*** Opening Supplied records ***
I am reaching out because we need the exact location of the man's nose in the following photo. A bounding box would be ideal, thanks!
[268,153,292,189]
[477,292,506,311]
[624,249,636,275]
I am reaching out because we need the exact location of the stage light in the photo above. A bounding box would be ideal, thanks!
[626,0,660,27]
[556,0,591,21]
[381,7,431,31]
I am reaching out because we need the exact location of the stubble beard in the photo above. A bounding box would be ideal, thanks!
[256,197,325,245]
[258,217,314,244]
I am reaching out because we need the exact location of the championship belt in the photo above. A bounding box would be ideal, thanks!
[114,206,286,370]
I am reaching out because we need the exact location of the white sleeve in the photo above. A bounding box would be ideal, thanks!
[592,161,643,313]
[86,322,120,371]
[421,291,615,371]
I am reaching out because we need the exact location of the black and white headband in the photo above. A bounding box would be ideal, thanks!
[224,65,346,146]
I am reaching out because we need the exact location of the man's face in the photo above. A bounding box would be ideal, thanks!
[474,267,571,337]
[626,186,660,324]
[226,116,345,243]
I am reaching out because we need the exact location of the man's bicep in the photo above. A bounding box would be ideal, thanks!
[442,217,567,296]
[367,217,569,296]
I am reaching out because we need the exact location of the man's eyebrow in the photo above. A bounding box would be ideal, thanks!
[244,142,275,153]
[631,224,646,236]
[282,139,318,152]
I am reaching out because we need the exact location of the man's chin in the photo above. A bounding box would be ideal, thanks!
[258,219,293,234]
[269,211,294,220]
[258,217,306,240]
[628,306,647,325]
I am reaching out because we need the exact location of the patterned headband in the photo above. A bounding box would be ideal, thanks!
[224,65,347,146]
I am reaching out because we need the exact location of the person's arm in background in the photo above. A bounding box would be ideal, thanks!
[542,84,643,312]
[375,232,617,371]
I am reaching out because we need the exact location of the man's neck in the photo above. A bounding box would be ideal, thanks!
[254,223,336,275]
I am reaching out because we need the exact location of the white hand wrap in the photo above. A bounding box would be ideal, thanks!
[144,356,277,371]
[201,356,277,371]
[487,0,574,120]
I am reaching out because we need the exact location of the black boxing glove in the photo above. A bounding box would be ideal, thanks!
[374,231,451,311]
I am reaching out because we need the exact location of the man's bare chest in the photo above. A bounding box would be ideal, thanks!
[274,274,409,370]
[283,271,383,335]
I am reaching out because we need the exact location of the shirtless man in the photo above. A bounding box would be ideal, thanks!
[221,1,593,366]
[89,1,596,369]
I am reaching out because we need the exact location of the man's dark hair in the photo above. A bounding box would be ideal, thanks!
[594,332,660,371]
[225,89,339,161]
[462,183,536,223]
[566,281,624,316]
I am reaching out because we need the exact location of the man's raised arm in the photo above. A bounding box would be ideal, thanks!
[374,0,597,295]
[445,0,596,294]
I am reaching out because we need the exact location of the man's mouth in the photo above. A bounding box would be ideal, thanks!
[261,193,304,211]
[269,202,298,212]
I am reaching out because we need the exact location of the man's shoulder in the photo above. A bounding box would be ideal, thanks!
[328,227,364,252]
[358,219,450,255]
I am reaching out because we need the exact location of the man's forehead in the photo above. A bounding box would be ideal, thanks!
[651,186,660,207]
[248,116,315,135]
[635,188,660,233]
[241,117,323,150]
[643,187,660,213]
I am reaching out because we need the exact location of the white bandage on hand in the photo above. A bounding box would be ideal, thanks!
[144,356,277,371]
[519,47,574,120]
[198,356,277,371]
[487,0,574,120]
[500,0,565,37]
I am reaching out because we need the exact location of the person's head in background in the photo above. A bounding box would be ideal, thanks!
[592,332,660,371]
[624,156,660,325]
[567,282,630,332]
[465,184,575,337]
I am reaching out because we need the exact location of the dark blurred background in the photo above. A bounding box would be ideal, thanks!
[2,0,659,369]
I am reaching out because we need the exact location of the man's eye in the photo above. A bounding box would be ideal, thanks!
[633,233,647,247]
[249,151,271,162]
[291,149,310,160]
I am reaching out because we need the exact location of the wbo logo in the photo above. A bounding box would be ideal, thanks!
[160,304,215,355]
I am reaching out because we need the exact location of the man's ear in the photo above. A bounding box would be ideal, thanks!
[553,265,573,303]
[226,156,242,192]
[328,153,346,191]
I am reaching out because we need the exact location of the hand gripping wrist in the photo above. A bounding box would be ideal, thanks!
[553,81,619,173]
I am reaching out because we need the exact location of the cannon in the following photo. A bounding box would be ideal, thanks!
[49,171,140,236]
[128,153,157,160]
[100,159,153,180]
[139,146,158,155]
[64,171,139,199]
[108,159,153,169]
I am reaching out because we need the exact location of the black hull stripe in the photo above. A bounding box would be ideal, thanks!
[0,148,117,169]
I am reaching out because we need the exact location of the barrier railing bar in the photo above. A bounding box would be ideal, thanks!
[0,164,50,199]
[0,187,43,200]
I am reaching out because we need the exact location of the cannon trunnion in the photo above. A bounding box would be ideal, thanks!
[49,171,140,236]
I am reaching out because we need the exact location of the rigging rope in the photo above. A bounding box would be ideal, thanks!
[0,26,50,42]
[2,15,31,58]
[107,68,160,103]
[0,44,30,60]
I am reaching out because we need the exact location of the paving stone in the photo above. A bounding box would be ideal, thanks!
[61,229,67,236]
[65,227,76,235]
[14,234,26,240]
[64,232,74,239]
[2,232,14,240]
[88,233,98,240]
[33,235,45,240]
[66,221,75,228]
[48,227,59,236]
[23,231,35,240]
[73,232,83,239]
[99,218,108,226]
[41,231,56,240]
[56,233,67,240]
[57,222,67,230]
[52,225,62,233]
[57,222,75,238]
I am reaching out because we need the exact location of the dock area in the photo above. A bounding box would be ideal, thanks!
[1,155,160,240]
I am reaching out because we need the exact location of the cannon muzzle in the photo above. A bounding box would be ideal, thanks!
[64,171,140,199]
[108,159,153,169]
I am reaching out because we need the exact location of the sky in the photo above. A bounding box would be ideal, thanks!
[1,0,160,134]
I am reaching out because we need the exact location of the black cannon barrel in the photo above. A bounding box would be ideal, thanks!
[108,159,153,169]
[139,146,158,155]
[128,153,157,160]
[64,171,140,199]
*** Closing Supplied records ***
Your instructions
Set down exactly, and only, the lines from the one with "of the dock" to the final line of the data.

Solution to this problem
I am reaching out because we need the exact location of the dock area in the photo above. A bounding box would be ideal, thanks!
[1,155,160,240]
I am reaching out because we need the exact location of the cannon muzzle in the photo above. A bounding box would be ideal, thanks!
[64,171,140,199]
[108,159,153,169]
I am reaching out because we need the exact location of the sky in the photo above. A bounding box would be ideal, thanks!
[1,0,160,134]
I am reaching out because we need the exact location of the black cannon barrel in the photo above. A bounding box would be ideal, thanks!
[108,159,153,169]
[139,146,158,155]
[128,153,157,160]
[64,171,140,199]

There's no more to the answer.